▶ _SOBRE O EXERCÍCIO_:
Prossiga o texto sobre a banda SMASH INTO PIECES a partir da sua última frase.

▶ _EXCERTO DO DOCUMENTO_:
****

Os SMASH INTO PIECES herdam essa tradição, mas levam-na mais longe: a IA já não é apenas tema, é presença real no estúdio. Como resume Chris Adam, “A AI pode ser inspiradora, pode dar ideias, mas não substitui o instinto humano. No fim, ainda sou eu que tenho de gostar do que estou a escrever”. Além disso, a dimensão conceptual dos suecos não se esgota nas canções. Durante a pandemia, expandiram Arcádia através de vídeos, quase como episódios de uma série.
“Durante a pandemia tivemos tempo para criar vídeos e desenvolver este universo. Agora, se houvesse oportunidade, adorava mergulhar ainda mais fundo, talvez criar uma série da Netflix. Mas no fim, cada música deve ser capaz de viver sozinha, sem depender de toda a narrativa”, aponta Per, o guitarrista dos SMASH INTO PIECES, antecipando a expansão, mais uma prova de que este mundo ainda tem muito por onde crescer. Esta abordagem garante também que o projecto pode funcionar em várias escalas: como um universo cinematográfico, mas também como canções independentes, bem capazes de atrair ouvintes ocasionais.
LISBOA E A ESCOLHA PELA INTIMIDADE
Curiosamente, apesar da grandiosidade conceptual, a digressão com que os SMASH INTO PIECES vão passar por Lisboa aposta na simplicidade. “Estamos a entrar em novos mercados, como Portugal, e muitas vezes são venues mais pequenas. Queremos algo mais minimalista, mas ainda assim com caixas de luz e os lasers. Um espectáculo mais íntimo, onde o foco principal é a banda no palco”. Essa escolha está ligada àquilo que mais os motiva.

****

▶ _DADOS DISPONÍVEIS_:
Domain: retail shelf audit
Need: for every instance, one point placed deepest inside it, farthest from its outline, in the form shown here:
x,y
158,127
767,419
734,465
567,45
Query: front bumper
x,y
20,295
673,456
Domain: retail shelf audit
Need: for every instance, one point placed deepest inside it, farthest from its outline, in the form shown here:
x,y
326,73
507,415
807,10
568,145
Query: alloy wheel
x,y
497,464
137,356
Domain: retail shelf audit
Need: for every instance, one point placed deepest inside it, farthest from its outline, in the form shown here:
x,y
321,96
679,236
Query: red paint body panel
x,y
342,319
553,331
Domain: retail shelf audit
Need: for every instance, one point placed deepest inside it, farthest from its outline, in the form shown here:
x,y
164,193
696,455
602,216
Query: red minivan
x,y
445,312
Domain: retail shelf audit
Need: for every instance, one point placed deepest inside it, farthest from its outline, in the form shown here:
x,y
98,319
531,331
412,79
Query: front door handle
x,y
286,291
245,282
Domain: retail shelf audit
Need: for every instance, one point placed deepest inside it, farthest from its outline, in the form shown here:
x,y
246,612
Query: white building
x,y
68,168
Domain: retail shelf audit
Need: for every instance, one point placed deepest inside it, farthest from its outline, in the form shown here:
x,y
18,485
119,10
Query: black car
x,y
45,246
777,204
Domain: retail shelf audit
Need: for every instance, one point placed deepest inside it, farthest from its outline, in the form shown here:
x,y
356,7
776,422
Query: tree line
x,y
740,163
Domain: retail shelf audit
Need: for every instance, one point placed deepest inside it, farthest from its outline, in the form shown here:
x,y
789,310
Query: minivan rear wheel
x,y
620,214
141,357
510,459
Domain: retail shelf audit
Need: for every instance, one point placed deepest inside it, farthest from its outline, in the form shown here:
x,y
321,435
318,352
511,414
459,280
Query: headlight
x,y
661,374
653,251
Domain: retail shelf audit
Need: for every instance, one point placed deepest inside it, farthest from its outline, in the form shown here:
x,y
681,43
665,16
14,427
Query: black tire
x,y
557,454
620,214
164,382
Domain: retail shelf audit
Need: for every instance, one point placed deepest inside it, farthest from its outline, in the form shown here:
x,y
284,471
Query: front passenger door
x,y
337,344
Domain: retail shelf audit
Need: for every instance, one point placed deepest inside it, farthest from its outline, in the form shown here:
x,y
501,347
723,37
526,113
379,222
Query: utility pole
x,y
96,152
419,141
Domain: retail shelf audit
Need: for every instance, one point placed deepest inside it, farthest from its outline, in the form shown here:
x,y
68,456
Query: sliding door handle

****

▶ _RESPOSTA AO EXERCÍCIO_:
O cantor Chris partilha: “O meu favorito é tocar para 500 pessoas. Consegues ver toda a gente, interagir, sentir a banda a tocar. É como voltar aos dias em que começámos, quando não havia dinheiro e dormíamos no chão da carrinha carro”. Convenhamos, não será exactamente igual, mas percebe-se a ideia. Para os SMASH INTO PIECES, esta tour e o concerto em Lisboa serão precisamente isso: um regresso às origens, mas com a maturidade e o peso de quase vinte anos de carreira.
Esta estreia em Portugal é vista como oportunidade para surpreender e ser surpreendido. Os músicos reconhecem que, muitas vezes, as melhores experiências vêm de mercados inesperados: “Às vezes vais para cidades como Los Angeles e as pessoas já viram todas as bandas do mundo. São muito mais difíceis de surpreender. Mas quando vais a uma pequena cidade, no meio do nada, o público enlouquece porque não está habituado a receber tantas bandas. Isso é o que mais apreciamos: sentir essa energia inesperada”, conta Chris Adam.
Lisboa, não sendo propriamente “uma pequena cidade, no meio do nada“, pode ser precisamente uma dessas surpresas. Sem spoilers, os SMASH INTO PIECES dizem-nos que podemos esperar uma síntese equilibrada do seu percurso e da sua visão. De um lado, a distopia digital: todas aquelas canções que falam de máquinas mais fortes que humanos, guerras travadas por algoritmos e dilemas sobre evolução. Do outro, as raízes: a simplicidade de um concerto cru, a energia de um clube, a ligação mais íntima entre banda e público.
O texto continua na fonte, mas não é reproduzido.